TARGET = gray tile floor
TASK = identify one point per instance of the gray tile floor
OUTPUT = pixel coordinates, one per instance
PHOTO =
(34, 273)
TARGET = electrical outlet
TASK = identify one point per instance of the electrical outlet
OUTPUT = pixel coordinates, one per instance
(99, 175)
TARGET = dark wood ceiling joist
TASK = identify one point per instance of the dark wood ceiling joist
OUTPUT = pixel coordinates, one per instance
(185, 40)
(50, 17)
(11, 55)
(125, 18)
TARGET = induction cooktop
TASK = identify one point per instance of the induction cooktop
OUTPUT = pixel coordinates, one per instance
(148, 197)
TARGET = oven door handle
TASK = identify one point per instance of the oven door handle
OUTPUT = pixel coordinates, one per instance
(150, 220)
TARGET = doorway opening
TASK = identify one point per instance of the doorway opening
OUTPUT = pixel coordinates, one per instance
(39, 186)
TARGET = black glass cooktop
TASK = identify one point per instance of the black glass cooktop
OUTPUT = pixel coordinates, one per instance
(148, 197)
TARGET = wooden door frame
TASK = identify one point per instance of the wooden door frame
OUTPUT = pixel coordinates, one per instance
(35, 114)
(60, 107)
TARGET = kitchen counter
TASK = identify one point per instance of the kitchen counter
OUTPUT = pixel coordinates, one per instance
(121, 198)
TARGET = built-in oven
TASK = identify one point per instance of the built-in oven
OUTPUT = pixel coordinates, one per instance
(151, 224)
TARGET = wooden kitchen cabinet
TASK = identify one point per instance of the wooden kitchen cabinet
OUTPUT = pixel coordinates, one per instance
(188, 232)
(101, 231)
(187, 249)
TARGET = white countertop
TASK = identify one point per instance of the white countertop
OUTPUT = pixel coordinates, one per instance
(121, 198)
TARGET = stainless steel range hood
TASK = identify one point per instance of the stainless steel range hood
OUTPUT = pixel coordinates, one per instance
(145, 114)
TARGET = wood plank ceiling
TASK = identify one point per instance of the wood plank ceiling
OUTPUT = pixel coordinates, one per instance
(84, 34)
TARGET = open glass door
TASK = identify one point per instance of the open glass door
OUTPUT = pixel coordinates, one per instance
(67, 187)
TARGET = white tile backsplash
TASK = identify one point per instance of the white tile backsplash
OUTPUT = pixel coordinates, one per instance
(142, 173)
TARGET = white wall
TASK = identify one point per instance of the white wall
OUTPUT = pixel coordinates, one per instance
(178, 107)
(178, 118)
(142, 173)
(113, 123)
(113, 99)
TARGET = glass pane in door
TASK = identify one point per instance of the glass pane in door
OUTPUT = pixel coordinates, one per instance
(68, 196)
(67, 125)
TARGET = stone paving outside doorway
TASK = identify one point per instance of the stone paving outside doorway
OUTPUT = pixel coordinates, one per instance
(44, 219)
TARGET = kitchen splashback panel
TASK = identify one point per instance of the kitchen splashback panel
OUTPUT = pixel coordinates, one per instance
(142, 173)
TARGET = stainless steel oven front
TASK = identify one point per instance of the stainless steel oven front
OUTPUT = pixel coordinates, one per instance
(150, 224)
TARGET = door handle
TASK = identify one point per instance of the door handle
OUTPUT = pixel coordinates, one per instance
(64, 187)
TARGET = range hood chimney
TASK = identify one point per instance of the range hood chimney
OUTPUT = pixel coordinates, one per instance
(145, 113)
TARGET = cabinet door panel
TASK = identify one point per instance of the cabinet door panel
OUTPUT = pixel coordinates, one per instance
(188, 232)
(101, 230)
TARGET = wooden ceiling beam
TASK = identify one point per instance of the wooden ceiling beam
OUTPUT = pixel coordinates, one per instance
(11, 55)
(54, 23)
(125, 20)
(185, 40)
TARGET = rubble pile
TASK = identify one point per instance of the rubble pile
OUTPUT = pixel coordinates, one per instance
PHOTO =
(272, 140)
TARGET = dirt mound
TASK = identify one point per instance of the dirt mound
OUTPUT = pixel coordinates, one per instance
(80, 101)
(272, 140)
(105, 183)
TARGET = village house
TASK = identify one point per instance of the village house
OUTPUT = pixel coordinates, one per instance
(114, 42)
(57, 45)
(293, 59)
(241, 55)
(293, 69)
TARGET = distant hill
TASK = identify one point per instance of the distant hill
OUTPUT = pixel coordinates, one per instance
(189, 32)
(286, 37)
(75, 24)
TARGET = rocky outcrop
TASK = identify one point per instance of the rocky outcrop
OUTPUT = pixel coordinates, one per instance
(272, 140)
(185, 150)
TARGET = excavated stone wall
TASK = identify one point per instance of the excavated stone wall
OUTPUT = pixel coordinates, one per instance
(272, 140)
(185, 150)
★ ★ ★
INSTRUCTIONS TO FOLLOW → Above are the lines; repeat exactly the ones from the line containing "TARGET = stone paving outside doorway" down to the line containing "TARGET = range hood chimney", both inclusive.

RESULT FOR THIS TASK →
TARGET = stone paving outside doorway
TASK = identify one point per instance of the stone paving outside doorway
OUTPUT = pixel coordinates, one per instance
(44, 219)
TARGET = kitchen splashback panel
TASK = identify one point per instance of the kitchen splashback panel
OUTPUT = pixel coordinates, one per instance
(142, 173)
TARGET = stainless steel oven front
TASK = identify one point per instance of the stainless steel oven front
OUTPUT = pixel coordinates, one per instance
(150, 224)
TARGET = door handle
TASK = identify one point per instance of the door handle
OUTPUT = pixel coordinates, one per instance
(64, 187)
TARGET = range hood chimney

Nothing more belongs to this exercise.